• _Reading passage_:
● ● ● ● ●

IN THE HISTORY of railways in this country, Bob Reid probably will go down as a great commander of change, writes Sir Peter Parker. Paradoxically, change is a condition of life on the rails. In his 40 years Bob proved to be not only capable of managing change but commanding it as well. I can think of no railwayman who did more to modernise the railways - its assets and its attitudes - than this remarkable man.

I met him first in 1976. We had a flaming row - I had not taken in that part of my briefing as a new chairman which said that Bob had once had red hair and a flaming temper to match. He believed rightly that, as William Blake would say, opposition is true friendship, and sparks flew. I immediately asked his help to establish the innovation of marketing at board level in BR. He had just lost his wife, after a long illness; he told me that he was contemplating stepping out of the rail scene altogether. The country has reason to be glad that he changed his mind and stayed on. British Railways benefited hugely from his decisive temperament, masterly knowledge and the passion of his commitment to public service. But I have always felt that as a professional he ploughed a lonely furrow when he was at the peak of his career, wonderfully sustained as he was by his devoted family.

When in 1947 he joined the old London and North Eastern as a management trainee, at the moment of nationalisation, the network was clapped out. When he left it as chairman British Rail was the most successful European railway in terms of financial efficiency. In spite of a continued need for subsidy which was lower in terms of share of gross national product than any other railway, Bob Reid always recognised the need for government support which, alas, inevitably meant continuous government intervention. In his view, this intervention was to develop in recent years into the eventual demise of the railways as they had been known in Britain - a great sadness to someone dedicated to the right balance of entrepreneurial activity with a service industry supported by the state.

I never worked with a more effective colleague. Nor, I suspect, have Secretaries of State, after my time. Nicholas Ridley simply described him as 'utterly honest and quite the nicest man I've ever met'. He was a leader. His teams knew they would have all the space and support they needed if they delivered their promises. He was fierce but never vindictive. He simply did not dabble. He delivered.

● ● ● ● ●

• _Data shown_:
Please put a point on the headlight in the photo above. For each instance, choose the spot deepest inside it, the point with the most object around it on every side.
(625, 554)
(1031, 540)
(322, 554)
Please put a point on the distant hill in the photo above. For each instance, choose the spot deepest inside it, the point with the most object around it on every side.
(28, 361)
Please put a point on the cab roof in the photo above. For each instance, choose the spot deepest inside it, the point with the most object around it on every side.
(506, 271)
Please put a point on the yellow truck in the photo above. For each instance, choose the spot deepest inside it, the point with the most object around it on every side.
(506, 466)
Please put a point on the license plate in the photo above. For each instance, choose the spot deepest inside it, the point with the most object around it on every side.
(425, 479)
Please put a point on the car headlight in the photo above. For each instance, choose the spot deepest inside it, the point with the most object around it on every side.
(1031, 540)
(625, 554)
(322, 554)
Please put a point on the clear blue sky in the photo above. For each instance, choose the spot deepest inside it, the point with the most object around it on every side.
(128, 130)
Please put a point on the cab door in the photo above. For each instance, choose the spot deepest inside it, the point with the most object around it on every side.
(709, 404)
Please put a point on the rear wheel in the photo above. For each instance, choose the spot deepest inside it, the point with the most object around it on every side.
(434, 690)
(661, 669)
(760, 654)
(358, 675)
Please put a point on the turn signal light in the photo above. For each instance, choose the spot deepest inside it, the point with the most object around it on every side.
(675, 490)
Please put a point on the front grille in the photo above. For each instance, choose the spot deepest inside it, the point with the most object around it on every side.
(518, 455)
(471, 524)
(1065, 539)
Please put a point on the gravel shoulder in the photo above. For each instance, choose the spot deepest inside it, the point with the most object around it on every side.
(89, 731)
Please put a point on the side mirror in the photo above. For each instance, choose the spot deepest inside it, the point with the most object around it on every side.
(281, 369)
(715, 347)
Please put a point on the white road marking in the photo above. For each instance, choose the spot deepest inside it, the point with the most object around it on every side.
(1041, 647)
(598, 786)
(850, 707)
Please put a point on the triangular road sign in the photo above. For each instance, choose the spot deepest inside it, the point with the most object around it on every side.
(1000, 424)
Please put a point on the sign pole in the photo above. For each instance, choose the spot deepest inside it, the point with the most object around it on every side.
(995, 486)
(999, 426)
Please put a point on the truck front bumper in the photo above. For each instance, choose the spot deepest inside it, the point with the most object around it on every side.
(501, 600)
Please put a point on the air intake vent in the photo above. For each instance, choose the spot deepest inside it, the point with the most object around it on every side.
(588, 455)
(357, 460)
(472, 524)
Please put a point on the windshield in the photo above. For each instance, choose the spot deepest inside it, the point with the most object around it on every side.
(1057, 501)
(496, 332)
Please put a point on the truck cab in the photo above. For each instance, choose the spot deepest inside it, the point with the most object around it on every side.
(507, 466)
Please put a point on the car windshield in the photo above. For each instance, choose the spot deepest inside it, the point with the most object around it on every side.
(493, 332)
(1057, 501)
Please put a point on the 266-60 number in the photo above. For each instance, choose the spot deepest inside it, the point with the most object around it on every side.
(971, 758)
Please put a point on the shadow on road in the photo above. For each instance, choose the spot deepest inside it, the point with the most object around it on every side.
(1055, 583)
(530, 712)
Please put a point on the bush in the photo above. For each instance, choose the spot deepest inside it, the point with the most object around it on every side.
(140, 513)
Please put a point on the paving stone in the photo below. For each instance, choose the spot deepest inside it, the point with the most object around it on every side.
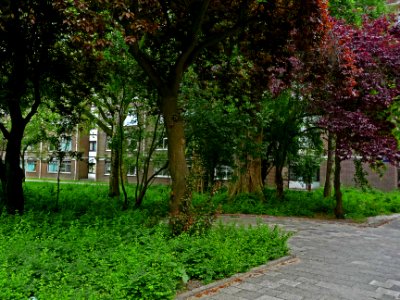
(336, 261)
(265, 297)
(248, 294)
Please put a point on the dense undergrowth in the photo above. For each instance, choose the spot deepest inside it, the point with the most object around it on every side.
(91, 249)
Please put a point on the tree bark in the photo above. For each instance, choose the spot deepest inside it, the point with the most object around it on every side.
(249, 181)
(339, 212)
(279, 181)
(13, 175)
(113, 190)
(329, 166)
(181, 194)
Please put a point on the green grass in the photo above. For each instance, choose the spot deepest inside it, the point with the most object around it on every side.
(91, 249)
(358, 205)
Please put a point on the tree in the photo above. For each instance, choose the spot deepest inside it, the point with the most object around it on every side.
(364, 85)
(353, 11)
(32, 60)
(289, 132)
(113, 100)
(166, 38)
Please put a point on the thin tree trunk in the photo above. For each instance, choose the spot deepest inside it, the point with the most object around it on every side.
(279, 182)
(329, 166)
(249, 181)
(13, 175)
(339, 212)
(113, 190)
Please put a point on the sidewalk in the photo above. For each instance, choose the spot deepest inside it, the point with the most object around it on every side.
(330, 260)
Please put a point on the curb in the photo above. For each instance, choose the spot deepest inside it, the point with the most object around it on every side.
(380, 220)
(375, 221)
(213, 287)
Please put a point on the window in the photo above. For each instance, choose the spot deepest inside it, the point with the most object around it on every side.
(131, 120)
(108, 143)
(30, 165)
(131, 170)
(223, 172)
(52, 166)
(66, 144)
(157, 165)
(52, 147)
(65, 167)
(163, 144)
(107, 167)
(92, 165)
(92, 145)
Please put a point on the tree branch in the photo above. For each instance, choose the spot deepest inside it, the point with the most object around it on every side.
(4, 130)
(181, 63)
(98, 121)
(36, 103)
(147, 66)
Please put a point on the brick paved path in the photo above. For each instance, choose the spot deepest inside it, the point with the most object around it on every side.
(333, 261)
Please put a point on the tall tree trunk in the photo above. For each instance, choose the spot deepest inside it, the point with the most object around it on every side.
(113, 190)
(329, 166)
(339, 212)
(279, 181)
(13, 175)
(250, 180)
(181, 193)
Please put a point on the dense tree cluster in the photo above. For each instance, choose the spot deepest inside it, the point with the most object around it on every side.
(252, 84)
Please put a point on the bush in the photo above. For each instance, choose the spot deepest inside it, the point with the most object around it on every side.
(93, 250)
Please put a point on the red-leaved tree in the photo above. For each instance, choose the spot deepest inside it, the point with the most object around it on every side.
(362, 81)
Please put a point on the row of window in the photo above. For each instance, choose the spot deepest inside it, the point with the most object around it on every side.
(66, 145)
(52, 166)
(221, 173)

● ● ● ● ●

• _Tasks to carry out_:
a) According to the tribute to Bob Reid, in what year did he join the London and North Eastern as a management trainee?
b) Which lines of the listing contain the word "dense"? List each one in full.

• _Exercise results_:
a) 1947

b)
Please put a point on the dense undergrowth in the photo above. For each instance, choose the spot deepest inside it, the point with the most object around it on every side.
Please put a point on the dense tree cluster in the photo above. For each instance, choose the spot deepest inside it, the point with the most object around it on every side.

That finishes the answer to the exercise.